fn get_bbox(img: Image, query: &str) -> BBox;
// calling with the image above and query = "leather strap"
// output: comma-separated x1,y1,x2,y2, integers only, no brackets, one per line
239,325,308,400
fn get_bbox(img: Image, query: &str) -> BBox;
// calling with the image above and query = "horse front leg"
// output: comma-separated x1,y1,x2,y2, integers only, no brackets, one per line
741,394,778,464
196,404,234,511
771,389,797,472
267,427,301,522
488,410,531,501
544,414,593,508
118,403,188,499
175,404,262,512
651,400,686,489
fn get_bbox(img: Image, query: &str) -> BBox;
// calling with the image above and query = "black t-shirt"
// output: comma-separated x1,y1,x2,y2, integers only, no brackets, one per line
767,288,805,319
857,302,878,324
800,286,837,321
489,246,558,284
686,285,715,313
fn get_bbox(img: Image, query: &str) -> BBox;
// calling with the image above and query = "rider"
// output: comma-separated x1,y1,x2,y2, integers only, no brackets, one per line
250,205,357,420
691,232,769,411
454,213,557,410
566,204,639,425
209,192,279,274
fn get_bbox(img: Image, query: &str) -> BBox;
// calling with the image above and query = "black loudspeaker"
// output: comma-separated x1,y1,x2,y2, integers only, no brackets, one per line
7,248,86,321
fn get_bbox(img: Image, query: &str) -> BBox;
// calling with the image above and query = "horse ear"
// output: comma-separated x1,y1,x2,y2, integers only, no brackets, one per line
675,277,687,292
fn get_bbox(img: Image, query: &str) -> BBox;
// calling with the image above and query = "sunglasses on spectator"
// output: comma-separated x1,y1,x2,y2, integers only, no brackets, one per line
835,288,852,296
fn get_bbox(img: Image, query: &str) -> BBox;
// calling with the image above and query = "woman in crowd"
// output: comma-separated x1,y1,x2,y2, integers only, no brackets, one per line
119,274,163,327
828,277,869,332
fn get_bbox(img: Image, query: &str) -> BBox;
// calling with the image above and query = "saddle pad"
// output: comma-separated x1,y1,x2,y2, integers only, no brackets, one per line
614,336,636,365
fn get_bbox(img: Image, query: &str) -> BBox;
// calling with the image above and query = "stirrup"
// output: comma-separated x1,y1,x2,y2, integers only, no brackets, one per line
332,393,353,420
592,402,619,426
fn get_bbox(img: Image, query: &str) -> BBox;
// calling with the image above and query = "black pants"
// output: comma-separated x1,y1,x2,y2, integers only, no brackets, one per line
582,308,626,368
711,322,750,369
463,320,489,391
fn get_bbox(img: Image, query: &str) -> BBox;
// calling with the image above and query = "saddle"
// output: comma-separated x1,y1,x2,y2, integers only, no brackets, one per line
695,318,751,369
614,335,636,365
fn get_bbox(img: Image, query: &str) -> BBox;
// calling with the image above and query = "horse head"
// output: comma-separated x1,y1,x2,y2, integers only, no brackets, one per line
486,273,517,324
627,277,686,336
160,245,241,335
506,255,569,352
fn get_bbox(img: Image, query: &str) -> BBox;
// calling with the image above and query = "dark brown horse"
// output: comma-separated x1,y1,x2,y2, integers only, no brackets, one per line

........

● **EXERCISE**: All entries above should be duplicated exactly, none omitted.

● **ANSWER BOX**:
fn get_bbox(img: Image, query: &str) -> BBox;
// calling with the image above and query = "leather strap"
// output: comma-separated x1,y1,x2,y2, integers only, no brackets, one per line
239,325,308,400
fn get_bbox(img: Image, query: &str) -> BBox;
// calling with the image above and query = "horse front leg"
// output: comma-separated x1,y1,x2,y2, integers only, no brackets, one per line
741,394,778,464
196,404,234,511
771,389,797,472
267,427,301,522
488,410,531,501
544,414,593,508
118,403,188,499
175,404,262,512
651,400,686,489
fn get_bbox(img: Image, query: &str) -> BBox;
// calling with the image above and query = "black t-shirt"
// output: comma-separated x1,y1,x2,y2, integers only, no brackets, one per line
767,288,805,319
857,302,878,324
800,286,837,321
489,246,558,284
686,285,715,313
fn get_bbox(img: Image, query: &str) -> BBox;
// calling with the image above and query = "rider"
// output: comma-separated x1,y1,x2,y2, integers only, no brackets, one per line
250,205,357,420
691,232,769,411
454,213,557,410
566,204,639,425
209,192,279,274
fn get_bbox(img: Image, query: &str) -> BBox;
// calling with the image above and query = "black loudspeaker"
// output: comma-separated x1,y1,x2,y2, integers only, no brackets, one per line
7,248,86,321
fn get_bbox(img: Image, query: &str) -> BBox;
// calling with the image above and query = "horse ear"
// output: comma-separated x1,y1,x2,y2, integers only, no brackets, one per line
675,277,687,292
fn get_bbox(img: Image, query: &str) -> BBox;
// calling with the image above and query = "sunglasses on spectator"
// output: comma-separated x1,y1,x2,y2, integers only, no brackets, one per line
835,288,852,296
fn get_bbox(img: Image, query: &str) -> BBox;
// calling with the image above and query = "woman in crowd"
// output: comma-separated x1,y1,x2,y2, integers only, no brackets, one per line
119,274,163,327
828,277,869,332
fn get_bbox(img: Image, query: &str) -> BBox;
// calling with the image above and query = "saddle pad"
// output: comma-separated x1,y1,x2,y2, integers only, no brackets, one per line
614,336,636,365
fn get_bbox(img: Image, query: &str) -> BBox;
// calling with the image above and query = "stirrup"
// output: comma-separated x1,y1,x2,y2, integers only, no brackets, one per line
332,393,353,420
592,402,619,426
fn get_bbox(img: Image, query: &str) -> BBox;
// calling with the image above and query = "black pants"
// output: comma-separated x1,y1,x2,y2, integers only, no brackets, one per line
582,308,626,368
711,322,750,369
463,320,489,391
fn get_bbox(img: Image, query: &str) -> BBox;
// calling with the image above and query = "saddle"
// output: comma-separated x1,y1,x2,y2, integers only, no brackets, one per line
695,318,751,369
614,335,636,365
fn get_bbox(img: Image, query: &str) -> BBox;
// calling with the image above and query = "horse head"
// output: comma-separated x1,y1,x2,y2, integers only, no brackets, one per line
486,273,517,324
627,277,686,336
160,245,241,335
506,255,569,352
fn get_bbox(img: Image, query: &str) -> BBox;
// calling with the image above and query = "dark brown horse"
// output: comma-separated x1,y1,x2,y2, integers only, no brackets, one per line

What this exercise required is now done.